## Your objective
The expected output is the line with "Query: name calhanoglu on jersey" followed by every remaining line of the entries, all repeated exactly.

## Records provided
▽
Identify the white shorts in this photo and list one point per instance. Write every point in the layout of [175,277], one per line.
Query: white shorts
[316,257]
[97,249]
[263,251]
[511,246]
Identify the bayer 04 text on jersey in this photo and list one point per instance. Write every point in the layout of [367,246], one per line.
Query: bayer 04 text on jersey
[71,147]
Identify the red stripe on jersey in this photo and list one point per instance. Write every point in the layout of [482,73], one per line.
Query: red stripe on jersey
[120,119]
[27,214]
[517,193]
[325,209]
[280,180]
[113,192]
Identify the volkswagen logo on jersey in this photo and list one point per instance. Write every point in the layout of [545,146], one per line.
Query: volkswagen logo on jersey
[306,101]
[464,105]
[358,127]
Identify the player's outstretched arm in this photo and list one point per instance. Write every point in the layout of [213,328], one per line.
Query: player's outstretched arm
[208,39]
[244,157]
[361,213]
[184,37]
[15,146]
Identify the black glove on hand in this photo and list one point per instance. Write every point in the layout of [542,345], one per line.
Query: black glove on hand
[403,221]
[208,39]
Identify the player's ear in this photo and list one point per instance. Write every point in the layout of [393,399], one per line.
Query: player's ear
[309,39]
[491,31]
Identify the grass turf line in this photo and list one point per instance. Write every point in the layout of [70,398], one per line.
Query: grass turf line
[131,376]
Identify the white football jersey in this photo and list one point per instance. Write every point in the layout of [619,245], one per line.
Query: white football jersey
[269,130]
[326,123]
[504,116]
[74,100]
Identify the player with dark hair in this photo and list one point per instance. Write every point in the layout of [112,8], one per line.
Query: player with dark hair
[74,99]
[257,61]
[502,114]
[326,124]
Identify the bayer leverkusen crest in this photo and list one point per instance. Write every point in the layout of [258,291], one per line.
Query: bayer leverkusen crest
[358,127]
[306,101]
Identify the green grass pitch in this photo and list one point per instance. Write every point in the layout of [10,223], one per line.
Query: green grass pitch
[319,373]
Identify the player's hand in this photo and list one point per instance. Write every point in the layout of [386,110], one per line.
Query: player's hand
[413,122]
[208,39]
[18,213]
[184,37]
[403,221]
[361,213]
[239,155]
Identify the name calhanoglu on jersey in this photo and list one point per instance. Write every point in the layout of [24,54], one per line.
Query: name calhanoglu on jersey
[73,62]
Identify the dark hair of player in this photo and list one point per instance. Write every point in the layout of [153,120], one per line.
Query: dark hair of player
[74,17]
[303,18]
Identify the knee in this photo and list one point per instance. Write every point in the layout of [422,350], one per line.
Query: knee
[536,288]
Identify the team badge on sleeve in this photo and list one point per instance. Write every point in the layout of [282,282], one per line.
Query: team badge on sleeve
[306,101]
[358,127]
△
## Task result
Query: name calhanoglu on jersey
[73,62]
Identify the dark hair of player in this photo and list one point per instance. Write every point in the layout of [153,120], one per line.
Query: dark hair of player
[74,17]
[303,18]
Identify the knee in this photo and list one point per instance. Write every point in the layout of [422,350], one per line.
Query: knee
[536,288]
Identify the team badge on sleeve in this photo and list one point per instance. Write every point in the layout of [282,282], one per line.
Query: team badge on sleeve
[306,101]
[358,127]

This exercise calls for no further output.